Job:
Show every line from the material below that contains the word "overall", copied in full.

[Detection annotation records]
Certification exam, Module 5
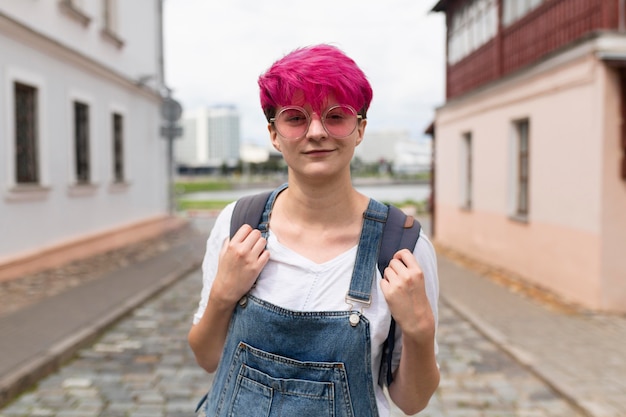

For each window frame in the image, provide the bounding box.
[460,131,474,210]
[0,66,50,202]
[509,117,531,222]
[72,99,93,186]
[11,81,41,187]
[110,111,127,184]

...

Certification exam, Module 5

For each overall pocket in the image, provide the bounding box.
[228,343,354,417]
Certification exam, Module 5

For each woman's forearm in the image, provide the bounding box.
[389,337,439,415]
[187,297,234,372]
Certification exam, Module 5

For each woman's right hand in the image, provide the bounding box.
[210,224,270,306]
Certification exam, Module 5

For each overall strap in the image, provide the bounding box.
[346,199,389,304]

* * *

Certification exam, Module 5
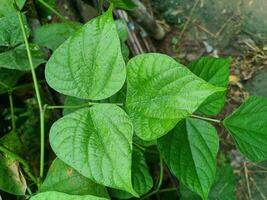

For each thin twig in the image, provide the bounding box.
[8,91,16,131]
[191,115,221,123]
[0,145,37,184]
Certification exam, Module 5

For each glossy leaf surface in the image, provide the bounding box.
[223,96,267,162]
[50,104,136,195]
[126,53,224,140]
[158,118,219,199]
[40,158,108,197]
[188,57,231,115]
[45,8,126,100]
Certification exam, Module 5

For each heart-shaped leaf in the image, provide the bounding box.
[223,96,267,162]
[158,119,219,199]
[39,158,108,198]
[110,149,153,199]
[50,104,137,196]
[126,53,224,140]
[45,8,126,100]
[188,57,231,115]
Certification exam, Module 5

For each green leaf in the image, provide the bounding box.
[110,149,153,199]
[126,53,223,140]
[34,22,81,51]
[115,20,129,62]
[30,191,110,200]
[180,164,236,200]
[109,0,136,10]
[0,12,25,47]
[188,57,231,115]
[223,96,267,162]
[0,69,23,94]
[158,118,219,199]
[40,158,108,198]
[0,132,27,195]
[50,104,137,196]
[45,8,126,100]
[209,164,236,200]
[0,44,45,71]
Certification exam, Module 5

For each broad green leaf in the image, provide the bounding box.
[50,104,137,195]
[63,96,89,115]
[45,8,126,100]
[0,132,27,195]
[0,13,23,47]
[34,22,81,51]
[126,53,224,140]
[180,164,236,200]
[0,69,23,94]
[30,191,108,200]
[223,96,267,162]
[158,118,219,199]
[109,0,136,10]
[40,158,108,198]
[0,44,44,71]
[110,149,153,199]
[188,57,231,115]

Task solution:
For each overall pocket in the image, provide the bounding box.
For each overall strap in the image, provide the bounding box.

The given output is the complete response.